- _Work item_:
Using the records that appear below, write out exactly the lines from the one with "Put a point on every instance of the road sign." through the one with "Put a point on every instance of the window.", keeping both end lines.

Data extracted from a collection
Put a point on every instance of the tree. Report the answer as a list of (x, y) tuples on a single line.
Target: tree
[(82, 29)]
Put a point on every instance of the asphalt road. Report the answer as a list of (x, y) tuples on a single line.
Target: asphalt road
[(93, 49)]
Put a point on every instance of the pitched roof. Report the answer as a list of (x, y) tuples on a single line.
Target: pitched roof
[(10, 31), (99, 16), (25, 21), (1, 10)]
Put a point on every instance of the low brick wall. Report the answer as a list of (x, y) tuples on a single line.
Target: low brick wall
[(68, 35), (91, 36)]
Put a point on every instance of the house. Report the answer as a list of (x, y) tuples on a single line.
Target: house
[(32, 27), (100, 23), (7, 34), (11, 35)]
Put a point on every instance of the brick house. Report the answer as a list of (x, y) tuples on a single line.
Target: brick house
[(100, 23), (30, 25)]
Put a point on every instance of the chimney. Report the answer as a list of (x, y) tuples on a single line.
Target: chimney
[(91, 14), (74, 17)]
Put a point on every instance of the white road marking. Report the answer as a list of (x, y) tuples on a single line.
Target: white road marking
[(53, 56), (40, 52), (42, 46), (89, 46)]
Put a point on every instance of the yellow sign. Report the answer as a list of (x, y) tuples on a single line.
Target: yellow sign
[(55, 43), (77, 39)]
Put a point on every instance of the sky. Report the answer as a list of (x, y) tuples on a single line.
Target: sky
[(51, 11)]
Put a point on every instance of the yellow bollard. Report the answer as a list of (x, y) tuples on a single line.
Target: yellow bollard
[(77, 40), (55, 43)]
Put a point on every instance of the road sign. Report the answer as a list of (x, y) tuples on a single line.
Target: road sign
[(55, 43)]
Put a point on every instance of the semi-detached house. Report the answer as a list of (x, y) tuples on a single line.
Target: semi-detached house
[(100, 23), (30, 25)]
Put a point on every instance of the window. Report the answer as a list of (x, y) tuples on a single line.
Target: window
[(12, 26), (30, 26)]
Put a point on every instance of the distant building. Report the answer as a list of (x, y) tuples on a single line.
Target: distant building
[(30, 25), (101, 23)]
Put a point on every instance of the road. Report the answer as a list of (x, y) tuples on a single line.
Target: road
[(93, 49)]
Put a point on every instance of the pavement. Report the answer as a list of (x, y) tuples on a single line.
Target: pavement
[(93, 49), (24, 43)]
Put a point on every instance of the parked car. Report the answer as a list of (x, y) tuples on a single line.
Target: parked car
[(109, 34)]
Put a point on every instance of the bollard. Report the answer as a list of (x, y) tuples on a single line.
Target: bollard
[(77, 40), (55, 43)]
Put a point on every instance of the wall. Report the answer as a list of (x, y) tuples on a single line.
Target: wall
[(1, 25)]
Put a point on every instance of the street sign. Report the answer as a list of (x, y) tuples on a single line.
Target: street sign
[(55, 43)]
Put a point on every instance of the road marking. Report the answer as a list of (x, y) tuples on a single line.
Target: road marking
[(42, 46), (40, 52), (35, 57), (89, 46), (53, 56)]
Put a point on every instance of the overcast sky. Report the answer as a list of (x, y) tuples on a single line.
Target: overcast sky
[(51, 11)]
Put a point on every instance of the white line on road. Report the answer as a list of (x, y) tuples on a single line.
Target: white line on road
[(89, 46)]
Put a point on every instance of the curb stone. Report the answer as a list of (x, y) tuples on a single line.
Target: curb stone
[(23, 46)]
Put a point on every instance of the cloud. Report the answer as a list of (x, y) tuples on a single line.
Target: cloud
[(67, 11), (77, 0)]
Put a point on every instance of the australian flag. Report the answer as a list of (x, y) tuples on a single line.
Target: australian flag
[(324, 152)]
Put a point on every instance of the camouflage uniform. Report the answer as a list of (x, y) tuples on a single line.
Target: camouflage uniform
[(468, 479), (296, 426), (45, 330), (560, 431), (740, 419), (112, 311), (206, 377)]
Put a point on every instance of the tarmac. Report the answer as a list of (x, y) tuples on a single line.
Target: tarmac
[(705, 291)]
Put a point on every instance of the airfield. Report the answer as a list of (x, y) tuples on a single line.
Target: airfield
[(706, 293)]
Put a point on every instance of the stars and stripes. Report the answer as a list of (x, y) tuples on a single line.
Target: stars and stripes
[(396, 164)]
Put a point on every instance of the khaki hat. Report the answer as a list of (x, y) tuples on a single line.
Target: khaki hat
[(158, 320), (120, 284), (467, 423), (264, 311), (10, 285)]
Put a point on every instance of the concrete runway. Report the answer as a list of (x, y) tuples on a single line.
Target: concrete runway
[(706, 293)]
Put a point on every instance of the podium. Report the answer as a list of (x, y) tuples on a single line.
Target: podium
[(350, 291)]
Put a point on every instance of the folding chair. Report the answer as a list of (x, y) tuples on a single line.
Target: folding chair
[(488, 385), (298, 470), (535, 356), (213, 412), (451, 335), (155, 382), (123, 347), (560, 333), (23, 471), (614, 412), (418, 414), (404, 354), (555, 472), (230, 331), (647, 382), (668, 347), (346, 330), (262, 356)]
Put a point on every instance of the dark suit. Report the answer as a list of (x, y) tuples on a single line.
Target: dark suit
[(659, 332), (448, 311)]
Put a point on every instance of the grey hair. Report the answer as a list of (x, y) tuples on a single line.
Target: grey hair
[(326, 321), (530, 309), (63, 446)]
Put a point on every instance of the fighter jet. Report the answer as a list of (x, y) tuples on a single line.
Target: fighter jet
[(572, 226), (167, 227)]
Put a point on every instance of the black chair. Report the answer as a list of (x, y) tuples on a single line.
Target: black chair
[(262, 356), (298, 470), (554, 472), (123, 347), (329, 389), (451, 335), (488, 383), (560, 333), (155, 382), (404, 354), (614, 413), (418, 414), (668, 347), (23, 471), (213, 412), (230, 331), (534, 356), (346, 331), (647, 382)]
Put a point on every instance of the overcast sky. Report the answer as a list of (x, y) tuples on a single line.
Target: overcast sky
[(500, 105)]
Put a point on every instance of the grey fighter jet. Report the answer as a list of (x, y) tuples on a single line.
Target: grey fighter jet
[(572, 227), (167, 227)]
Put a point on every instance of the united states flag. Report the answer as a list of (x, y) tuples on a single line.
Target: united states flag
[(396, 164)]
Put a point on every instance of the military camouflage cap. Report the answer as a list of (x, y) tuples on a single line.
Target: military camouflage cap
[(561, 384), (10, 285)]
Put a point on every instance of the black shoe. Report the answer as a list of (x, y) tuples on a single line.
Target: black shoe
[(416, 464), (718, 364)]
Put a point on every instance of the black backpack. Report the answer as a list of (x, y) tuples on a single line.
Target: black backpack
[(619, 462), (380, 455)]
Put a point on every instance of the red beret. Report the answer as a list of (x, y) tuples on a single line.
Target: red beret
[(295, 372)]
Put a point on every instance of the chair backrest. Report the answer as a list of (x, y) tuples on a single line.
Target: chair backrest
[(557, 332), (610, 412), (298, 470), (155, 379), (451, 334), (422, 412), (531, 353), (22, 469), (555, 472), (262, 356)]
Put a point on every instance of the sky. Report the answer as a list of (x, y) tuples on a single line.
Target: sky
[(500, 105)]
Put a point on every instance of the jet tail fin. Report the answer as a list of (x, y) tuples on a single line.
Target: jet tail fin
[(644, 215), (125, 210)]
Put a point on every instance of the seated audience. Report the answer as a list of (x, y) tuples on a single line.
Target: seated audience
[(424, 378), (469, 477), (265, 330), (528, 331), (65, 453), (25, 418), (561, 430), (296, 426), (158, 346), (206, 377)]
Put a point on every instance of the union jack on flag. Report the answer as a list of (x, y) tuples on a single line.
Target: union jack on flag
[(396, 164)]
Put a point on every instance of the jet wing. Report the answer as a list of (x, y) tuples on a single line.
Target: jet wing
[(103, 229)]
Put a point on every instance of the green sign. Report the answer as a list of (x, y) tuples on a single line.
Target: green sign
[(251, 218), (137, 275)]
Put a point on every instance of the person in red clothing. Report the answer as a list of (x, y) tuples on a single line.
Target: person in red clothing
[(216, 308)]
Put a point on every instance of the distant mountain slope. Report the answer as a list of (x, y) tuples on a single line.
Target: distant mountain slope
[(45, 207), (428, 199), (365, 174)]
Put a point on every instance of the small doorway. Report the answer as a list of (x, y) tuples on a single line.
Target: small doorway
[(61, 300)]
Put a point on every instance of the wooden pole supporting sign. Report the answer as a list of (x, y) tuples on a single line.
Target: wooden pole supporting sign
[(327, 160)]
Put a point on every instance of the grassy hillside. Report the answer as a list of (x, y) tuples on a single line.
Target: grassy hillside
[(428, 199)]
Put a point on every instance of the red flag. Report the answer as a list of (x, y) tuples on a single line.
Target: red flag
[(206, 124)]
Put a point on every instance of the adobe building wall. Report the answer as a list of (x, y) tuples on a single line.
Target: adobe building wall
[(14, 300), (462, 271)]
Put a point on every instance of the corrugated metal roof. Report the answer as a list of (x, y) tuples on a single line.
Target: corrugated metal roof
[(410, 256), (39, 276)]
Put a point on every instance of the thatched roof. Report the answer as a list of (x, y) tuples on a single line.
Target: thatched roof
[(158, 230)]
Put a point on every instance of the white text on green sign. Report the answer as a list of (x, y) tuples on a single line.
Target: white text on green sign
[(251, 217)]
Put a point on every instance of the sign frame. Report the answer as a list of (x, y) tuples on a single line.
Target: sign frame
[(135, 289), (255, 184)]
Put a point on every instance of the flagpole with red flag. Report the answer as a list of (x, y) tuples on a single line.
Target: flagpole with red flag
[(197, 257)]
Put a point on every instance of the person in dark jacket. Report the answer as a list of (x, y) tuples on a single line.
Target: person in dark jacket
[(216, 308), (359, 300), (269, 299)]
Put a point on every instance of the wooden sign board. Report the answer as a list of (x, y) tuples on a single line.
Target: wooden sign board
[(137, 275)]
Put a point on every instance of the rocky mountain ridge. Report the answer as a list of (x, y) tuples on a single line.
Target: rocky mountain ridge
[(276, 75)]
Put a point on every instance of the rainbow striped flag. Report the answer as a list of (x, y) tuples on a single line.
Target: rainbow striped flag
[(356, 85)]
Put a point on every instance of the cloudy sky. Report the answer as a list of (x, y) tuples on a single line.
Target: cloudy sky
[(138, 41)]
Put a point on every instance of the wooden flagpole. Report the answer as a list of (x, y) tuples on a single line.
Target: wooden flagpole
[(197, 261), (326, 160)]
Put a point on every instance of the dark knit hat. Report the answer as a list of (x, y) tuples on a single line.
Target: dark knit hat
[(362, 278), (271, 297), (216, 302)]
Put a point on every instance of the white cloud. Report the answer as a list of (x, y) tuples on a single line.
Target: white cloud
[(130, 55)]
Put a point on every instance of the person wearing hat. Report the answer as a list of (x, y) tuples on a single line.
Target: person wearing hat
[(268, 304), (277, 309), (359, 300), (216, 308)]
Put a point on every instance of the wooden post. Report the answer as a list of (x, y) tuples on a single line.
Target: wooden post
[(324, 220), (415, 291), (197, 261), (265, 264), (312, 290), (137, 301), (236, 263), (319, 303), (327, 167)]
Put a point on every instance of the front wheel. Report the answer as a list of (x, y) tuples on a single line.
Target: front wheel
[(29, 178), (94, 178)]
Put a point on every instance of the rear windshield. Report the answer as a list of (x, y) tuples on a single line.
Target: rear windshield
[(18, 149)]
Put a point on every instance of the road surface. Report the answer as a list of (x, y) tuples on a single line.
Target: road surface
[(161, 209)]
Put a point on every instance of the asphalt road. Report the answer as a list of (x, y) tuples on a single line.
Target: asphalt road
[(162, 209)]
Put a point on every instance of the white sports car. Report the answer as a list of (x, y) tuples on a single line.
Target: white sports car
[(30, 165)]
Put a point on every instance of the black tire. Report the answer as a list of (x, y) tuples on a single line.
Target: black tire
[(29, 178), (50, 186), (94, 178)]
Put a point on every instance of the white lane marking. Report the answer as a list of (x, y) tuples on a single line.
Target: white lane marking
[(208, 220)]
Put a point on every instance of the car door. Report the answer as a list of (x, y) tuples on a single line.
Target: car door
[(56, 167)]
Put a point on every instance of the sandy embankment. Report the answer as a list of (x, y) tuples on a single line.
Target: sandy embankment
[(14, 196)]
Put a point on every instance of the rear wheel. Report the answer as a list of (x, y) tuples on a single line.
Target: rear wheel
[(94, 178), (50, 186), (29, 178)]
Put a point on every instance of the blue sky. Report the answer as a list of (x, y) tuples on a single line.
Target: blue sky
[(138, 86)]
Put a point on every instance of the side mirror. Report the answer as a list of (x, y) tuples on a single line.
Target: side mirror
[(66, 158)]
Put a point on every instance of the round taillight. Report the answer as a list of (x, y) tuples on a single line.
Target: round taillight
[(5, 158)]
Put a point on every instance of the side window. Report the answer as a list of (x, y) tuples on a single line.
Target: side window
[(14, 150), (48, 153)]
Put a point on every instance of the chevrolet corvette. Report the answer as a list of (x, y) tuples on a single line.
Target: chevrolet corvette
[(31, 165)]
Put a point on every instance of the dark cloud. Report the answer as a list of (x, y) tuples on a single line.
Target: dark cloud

- _Exercise result_:
Put a point on every instance of the road sign. Report the answer as a list of (x, y) tuples on a single line.
Target: road sign
[(55, 43)]
Put a point on every instance of the semi-detached house. Report the answer as a list of (x, y) tuples on a single line.
Target: semi-detached house
[(100, 23), (30, 25)]
Put a point on every instance of the window. Report the answer as a list of (x, y) tuples on a single line.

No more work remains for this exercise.